Saved entries ::

((

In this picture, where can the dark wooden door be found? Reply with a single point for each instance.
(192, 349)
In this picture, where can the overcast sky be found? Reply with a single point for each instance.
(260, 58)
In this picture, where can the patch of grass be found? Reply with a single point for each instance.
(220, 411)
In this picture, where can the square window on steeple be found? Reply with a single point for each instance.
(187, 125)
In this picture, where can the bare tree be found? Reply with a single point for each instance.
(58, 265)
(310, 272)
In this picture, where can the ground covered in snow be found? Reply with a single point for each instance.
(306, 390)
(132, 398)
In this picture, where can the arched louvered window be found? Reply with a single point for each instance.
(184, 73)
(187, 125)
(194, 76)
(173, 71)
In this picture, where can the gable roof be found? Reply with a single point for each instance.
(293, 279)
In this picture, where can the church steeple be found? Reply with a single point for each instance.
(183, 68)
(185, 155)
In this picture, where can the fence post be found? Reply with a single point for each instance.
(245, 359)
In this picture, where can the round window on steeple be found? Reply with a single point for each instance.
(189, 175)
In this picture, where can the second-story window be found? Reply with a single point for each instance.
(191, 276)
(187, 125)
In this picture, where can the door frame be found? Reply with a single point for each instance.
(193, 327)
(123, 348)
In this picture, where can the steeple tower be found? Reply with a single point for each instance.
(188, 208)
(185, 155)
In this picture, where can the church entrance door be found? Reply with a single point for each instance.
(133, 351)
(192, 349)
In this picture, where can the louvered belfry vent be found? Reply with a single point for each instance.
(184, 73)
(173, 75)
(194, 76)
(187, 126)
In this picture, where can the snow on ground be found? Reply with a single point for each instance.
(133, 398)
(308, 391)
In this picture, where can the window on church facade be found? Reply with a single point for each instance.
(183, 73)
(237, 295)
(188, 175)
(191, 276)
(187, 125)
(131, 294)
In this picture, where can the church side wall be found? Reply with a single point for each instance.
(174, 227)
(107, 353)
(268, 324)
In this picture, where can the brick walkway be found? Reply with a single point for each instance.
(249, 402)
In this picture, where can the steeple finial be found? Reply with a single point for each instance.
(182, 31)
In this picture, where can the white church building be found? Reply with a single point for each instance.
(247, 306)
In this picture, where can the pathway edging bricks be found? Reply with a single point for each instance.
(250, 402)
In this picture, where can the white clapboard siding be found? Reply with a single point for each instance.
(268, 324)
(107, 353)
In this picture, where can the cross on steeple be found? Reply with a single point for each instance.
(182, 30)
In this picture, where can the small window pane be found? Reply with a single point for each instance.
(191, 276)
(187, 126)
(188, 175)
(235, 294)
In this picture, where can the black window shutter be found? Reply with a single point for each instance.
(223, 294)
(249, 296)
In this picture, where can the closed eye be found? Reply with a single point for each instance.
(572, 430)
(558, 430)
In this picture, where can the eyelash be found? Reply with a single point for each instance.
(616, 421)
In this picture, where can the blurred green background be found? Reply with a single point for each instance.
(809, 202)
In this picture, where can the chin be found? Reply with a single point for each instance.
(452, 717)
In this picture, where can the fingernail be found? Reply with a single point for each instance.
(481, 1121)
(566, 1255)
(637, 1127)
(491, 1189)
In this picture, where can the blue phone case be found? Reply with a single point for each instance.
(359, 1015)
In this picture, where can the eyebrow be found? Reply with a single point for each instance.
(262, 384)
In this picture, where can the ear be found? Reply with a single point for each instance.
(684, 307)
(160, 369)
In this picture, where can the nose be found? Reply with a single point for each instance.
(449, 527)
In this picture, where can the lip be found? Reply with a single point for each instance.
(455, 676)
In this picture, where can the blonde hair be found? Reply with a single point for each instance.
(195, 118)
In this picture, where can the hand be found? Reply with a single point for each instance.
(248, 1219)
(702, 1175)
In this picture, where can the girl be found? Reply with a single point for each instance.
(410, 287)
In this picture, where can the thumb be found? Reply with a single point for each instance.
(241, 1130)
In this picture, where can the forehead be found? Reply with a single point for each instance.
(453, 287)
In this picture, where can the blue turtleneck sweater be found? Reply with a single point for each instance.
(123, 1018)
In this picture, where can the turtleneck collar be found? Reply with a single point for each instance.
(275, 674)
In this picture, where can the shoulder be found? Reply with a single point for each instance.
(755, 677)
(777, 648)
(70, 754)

))

PROBLEM TO WORK ON ::
Return every entry exactly as given.

SOLUTION TO THIS TASK ::
In this picture, where can the dark wooden door be found? Reply with a single point for each instance.
(192, 349)
In this picture, where can the overcast sky be found? Reply with a single point for each instance.
(260, 58)
In this picture, where can the patch of grass be found? Reply with a single point for each instance.
(220, 411)
In this picture, where can the square window on steeple be found? Reply with a single point for each instance.
(187, 125)
In this picture, where can the bare tree be found? Reply with a single point for each instance.
(58, 265)
(310, 272)
In this picture, where can the ground covered in snow be found? Reply with a single point for each instance.
(306, 390)
(132, 398)
In this picture, where can the arched louvered window be found? Reply with a single point for each instance.
(184, 73)
(187, 125)
(194, 76)
(173, 71)
In this picture, where can the gable roof be found? Reply with a single point for each instance.
(293, 279)
In this picture, where can the church steeple be found? Reply with a single point for each instance.
(183, 68)
(185, 155)
In this picture, where can the fence post be found? Reply with a single point for each instance.
(245, 359)
In this picture, where can the round window on steeple be found? Reply with a single point for each instance.
(189, 175)
In this picture, where can the second-story window be found? Reply with a single point for each instance.
(191, 276)
(187, 125)
In this picture, where can the door frame be found? Reply with a single point for each instance.
(193, 327)
(123, 348)
In this picture, where can the steeple tower be found? Reply with a single point for each instance.
(188, 208)
(185, 155)
In this picture, where can the church entrance door be found? Reply with a single point for each instance.
(133, 351)
(192, 349)
In this picture, where can the louvered belfry vent be found? Reply with a single point for each instance.
(184, 73)
(173, 75)
(194, 76)
(187, 126)
In this picture, where can the snow on ground be found? Reply with a single point for each instance.
(133, 398)
(308, 391)
In this picture, where can the window on church facade be found? Reply with a single point for each instance.
(183, 73)
(237, 295)
(188, 175)
(191, 276)
(187, 125)
(131, 294)
In this picture, where can the church side wall be found? Reply with a single point for each instance.
(174, 227)
(107, 353)
(268, 324)
In this picture, where can the brick walkway be found? Reply with a single point for each instance.
(249, 402)
In this picture, where can the steeple finial be found? Reply with a single point for each instance.
(182, 31)
In this picture, where can the white church building be found? Reply with a single point for each instance.
(247, 306)
In this picture, where can the pathway edging bricks be found? Reply with a single point for each instance.
(250, 402)
In this picture, where can the white clapboard siding be found? Reply with a single point for each instance.
(268, 324)
(107, 353)
In this picture, where can the cross on steeple be found? Reply with a single point for each instance.
(182, 30)
In this picture, where can the small window pane be found? Reply with a single point for each instance.
(191, 276)
(187, 126)
(188, 175)
(235, 294)
In this picture, where can the black window shutter be found? Reply with a single point for each instance.
(223, 294)
(249, 296)
In this picture, where can the closed eye be found? Reply with a single point for each instance.
(572, 430)
(558, 430)
In this picture, where can the eyelash be found? Reply with a single point for each instance.
(616, 421)
In this picture, where can the blurred green background be found? Reply with a single point for each instance.
(809, 202)
In this picture, where can the chin be found? Reply with a single point for each instance.
(452, 717)
In this picture, where can the fingernail be found? Reply with a single point for each instance.
(481, 1121)
(566, 1255)
(637, 1127)
(491, 1189)
In this picture, where can the blue phone case be found? Reply with a single point for each instance.
(359, 1015)
In this picture, where can the eyebrow be found? Reply with a single point for each instance.
(262, 384)
In this picture, where can the ear be found? Reply with a single point for each instance.
(684, 307)
(160, 369)
In this picture, where can the nose be found? Reply with a single point for each instance.
(449, 527)
In this picture, where can the lip be found? Reply with a single point for each instance.
(455, 676)
In this picture, where can the blonde hair be found? Reply with a single point for each instance.
(195, 118)
In this picture, where can the hand be found? Reply with a single point for each instance.
(248, 1219)
(702, 1175)
In this picture, where can the girl be found? Reply with a single point for each instance.
(410, 287)
In this picture, where can the thumb be found? Reply with a single point for each instance.
(241, 1130)
In this picture, where can the forehead be found? Reply with a single point for each instance.
(453, 287)
In this picture, where can the blue turtleneck sweater be found? Reply with a single point for each instance.
(123, 1018)
In this picture, where can the turtleneck collar be found? Reply with a single point for each instance.
(275, 674)
In this picture, where can the shoulder be found? Reply with a single point for each instance.
(755, 677)
(777, 648)
(70, 754)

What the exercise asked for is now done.